++++ BRANO SELEZIONATO

Il grande focolaio di dengue
registratosi sul finire dell'estate a Fano potrebbe avere
inaugurato una nuova fase nella dinamica di questa malattia
infettiva in Italia: la trasmissibilità del virus è risultata
infatti simile a quella che si osserva nelle aree tropicali, più
alta di quella osservata tradizionalmente nel nostro Paese.
Ciononostante, le misure messe in campo hanno consentito di
spegnere completamente l'epidemia in circa due settimane.
Sono alcuni dei dati che emergono da uno studio che ha
coinvolto diversi enti coinvolti nella risposta all'emergenza,
tra cui l'Istituto Superiore di Sanità, e pubblicato su
Eurosurveillance.
La ricerca ha analizzato i dati sui primi 199 casi - nessuno
dei quali grave o letale - del focolaio verificatosi nella città
marchigiana. Il primo caso si è verificato a metà agosto, con il
picco di contagi a metà settembre, mentre l'ultimo caso
notificato risale al 31 ottobre, ricostruisce lo studio, che ha
analizzato anche l'andamento dei contagi e la velocità di
diffusione dell'infezione.

++++++++
++++ ESTRATTI DEI DATI

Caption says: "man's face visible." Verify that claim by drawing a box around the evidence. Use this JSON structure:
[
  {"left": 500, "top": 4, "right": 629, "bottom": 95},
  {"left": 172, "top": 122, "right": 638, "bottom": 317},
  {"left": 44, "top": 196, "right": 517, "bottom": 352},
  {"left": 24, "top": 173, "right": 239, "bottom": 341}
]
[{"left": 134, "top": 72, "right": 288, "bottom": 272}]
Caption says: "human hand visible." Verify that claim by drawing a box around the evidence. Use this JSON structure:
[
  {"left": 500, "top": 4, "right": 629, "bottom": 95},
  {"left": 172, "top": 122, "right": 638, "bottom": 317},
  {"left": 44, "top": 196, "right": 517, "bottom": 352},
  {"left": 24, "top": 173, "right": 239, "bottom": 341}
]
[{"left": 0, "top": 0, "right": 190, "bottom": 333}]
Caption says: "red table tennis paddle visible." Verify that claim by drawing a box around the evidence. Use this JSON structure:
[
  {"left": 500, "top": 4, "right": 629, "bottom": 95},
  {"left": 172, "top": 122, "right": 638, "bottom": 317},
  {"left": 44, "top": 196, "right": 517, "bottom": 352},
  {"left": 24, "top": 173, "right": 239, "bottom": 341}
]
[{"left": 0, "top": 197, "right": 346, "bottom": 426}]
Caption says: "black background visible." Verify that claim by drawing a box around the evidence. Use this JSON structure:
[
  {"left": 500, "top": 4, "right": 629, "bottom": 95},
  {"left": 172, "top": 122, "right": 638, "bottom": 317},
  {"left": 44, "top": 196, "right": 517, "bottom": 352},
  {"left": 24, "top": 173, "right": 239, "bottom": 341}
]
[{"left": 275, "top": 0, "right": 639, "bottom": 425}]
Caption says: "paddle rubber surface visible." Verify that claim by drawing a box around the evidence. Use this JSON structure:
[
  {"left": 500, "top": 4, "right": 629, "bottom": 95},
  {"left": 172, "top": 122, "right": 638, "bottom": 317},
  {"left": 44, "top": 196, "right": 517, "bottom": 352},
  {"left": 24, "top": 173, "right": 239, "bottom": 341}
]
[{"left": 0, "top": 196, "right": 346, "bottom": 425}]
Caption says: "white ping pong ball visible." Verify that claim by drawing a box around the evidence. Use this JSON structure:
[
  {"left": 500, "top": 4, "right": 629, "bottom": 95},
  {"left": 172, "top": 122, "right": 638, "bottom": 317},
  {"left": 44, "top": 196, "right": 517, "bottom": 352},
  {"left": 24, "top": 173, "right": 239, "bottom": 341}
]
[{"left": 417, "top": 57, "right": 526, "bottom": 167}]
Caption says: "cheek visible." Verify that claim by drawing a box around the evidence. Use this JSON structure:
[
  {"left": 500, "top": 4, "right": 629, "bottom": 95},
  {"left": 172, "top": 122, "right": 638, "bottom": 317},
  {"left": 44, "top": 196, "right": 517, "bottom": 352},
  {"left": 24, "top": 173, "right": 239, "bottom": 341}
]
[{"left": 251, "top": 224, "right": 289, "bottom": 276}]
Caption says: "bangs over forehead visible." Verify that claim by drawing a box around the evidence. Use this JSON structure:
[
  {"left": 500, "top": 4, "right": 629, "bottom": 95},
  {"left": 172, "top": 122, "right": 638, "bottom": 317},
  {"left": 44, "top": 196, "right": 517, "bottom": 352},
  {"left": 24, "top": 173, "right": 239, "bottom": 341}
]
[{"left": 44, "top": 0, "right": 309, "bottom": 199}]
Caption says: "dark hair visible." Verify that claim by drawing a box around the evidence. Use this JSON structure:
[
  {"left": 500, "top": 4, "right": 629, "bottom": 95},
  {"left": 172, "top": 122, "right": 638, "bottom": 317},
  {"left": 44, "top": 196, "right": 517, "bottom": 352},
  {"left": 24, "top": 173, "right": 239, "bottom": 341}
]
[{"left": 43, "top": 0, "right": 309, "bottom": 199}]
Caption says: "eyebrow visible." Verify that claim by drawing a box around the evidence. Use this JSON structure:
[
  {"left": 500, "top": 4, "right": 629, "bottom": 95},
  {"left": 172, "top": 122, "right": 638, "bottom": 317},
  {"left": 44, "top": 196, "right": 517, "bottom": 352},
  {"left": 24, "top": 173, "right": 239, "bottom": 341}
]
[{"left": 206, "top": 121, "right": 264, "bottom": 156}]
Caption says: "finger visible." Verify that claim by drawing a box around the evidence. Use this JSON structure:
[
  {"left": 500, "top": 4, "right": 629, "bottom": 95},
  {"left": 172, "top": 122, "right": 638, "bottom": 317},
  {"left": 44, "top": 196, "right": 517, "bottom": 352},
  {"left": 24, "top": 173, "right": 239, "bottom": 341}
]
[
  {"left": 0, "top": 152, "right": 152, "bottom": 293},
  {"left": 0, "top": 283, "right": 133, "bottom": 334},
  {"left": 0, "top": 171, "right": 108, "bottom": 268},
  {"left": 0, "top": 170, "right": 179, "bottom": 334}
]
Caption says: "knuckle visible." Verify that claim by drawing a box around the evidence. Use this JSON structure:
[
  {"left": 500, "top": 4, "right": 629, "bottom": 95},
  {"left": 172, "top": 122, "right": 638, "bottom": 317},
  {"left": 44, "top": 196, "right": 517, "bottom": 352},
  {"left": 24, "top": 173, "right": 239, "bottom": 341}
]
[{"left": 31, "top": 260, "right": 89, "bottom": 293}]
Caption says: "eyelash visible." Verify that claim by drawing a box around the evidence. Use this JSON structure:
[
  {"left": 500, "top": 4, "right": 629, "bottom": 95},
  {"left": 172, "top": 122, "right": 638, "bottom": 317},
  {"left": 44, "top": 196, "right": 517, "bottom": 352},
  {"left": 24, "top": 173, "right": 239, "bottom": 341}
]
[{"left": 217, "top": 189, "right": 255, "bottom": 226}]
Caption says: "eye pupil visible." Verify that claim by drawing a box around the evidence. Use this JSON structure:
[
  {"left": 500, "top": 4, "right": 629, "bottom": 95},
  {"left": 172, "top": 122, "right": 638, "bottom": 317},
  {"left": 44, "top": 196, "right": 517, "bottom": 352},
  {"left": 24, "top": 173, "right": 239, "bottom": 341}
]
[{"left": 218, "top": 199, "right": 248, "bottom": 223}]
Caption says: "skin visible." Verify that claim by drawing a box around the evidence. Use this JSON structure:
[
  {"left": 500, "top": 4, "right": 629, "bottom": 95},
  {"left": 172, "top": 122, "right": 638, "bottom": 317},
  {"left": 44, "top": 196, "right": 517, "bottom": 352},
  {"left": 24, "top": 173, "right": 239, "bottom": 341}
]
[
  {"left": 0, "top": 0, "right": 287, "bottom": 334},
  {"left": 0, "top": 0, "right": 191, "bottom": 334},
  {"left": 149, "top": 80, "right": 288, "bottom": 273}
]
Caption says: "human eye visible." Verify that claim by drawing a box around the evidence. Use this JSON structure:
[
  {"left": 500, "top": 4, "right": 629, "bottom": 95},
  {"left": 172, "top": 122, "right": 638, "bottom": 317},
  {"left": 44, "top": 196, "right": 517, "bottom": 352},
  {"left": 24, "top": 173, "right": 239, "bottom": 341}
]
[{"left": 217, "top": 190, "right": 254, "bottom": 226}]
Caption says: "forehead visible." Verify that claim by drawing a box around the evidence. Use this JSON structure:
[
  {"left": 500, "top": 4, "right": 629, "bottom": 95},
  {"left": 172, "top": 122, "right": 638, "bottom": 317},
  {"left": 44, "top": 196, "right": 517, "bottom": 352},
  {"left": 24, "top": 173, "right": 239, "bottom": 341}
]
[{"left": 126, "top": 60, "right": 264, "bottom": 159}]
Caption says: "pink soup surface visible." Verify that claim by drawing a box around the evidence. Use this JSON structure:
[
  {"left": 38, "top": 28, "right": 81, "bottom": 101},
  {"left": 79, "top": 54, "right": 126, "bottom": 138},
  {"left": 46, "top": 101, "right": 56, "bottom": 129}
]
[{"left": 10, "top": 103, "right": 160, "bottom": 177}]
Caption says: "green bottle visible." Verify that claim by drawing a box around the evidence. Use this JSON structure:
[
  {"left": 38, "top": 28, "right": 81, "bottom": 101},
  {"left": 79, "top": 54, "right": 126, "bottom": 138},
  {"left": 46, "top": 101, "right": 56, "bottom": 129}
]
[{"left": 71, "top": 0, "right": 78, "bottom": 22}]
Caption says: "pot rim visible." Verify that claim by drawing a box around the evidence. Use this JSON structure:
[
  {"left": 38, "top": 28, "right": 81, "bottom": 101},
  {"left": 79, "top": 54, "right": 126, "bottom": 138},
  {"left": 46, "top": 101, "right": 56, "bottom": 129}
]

++++++++

# COMPITO DA SVOLGERE:
Ricopia dal brano sul focolaio di dengue a Fano il tratto che va da "La ricerca ha" fino a "diffusione dell'infezione.".

# RISPOSTA SCRITTA:
La ricerca ha analizzato i dati sui primi 199 casi - nessuno
dei quali grave o letale - del focolaio verificatosi nella città
marchigiana. Il primo caso si è verificato a metà agosto, con il
picco di contagi a metà settembre, mentre l'ultimo caso
notificato risale al 31 ottobre, ricostruisce lo studio, che ha
analizzato anche l'andamento dei contagi e la velocità di
diffusione dell'infezione.